— EXERCISE MATERIALS —
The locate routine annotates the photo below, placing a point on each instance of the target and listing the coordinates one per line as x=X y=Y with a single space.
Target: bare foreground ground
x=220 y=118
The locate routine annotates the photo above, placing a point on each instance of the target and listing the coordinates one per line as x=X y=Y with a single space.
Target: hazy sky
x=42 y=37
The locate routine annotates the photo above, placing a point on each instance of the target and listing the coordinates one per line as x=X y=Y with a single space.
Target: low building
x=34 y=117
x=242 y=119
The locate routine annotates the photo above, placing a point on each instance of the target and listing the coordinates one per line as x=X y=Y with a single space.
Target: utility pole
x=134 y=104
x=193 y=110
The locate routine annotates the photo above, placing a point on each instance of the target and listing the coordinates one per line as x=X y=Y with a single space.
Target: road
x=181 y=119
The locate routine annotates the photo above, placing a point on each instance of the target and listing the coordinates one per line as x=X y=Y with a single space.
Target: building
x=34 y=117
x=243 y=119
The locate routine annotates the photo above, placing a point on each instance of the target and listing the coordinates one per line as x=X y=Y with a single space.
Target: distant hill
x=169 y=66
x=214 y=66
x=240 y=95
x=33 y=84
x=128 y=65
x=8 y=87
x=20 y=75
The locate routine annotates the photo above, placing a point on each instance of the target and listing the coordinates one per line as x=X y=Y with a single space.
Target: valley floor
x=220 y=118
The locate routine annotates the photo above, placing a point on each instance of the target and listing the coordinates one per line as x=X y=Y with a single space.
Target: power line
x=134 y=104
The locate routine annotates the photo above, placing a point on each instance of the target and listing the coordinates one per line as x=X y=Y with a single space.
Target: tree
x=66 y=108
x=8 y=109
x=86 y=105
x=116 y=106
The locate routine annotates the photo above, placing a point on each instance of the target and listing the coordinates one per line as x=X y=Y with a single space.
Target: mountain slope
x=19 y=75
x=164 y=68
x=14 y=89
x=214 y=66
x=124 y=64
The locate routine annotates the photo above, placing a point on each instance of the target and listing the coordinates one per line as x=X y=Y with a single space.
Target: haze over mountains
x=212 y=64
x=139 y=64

--

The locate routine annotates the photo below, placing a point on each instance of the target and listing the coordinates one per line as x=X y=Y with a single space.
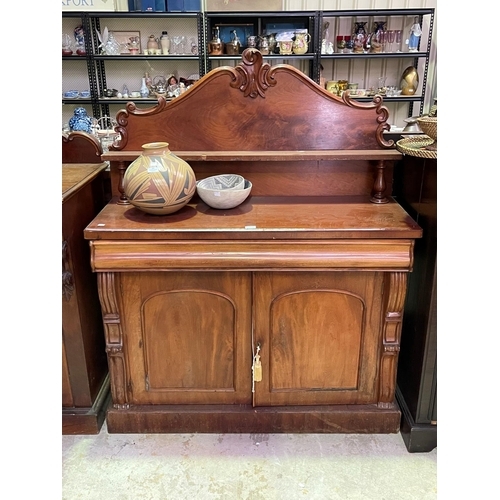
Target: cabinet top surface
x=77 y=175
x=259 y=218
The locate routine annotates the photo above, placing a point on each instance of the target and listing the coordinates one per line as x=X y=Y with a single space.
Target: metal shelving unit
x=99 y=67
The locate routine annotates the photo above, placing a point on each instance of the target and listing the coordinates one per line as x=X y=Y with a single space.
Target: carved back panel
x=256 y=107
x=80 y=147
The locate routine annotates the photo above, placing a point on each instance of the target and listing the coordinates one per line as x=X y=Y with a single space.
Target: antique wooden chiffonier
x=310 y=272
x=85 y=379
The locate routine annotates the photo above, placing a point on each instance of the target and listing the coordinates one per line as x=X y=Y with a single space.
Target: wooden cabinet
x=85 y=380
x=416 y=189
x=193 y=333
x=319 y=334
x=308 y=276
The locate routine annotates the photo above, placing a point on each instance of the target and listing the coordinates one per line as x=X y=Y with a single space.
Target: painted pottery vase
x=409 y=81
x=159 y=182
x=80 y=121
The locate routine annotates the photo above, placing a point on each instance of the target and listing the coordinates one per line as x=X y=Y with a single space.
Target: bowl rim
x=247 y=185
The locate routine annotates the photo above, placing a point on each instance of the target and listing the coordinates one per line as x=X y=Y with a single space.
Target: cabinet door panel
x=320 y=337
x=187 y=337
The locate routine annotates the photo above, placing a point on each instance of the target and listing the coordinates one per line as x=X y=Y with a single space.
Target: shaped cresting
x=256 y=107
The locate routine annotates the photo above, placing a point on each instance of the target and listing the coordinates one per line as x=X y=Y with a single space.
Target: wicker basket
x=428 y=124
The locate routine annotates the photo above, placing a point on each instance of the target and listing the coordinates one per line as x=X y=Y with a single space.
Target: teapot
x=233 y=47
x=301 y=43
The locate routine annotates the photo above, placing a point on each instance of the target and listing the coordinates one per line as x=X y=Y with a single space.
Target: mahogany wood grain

— INSTRUCTIONS FOR THE TASK —
Nothing should appear in the answer except the lines above from the line with "Target: wicker basket" through the line with "Target: mahogany wood grain", both included, written out exactly.

— SOLUTION BELOW —
Target: wicker basket
x=428 y=124
The locate routine annotates the photo above, placing a point on each instance of the target and listing the coordinates one per line as x=X y=Y with a single space.
Target: teapot
x=233 y=47
x=301 y=43
The locate routine annotates the photo above, placing a point on each instance of the target and listing the coordinates one per line as x=X y=Y with a single space.
Target: mahogany wood grain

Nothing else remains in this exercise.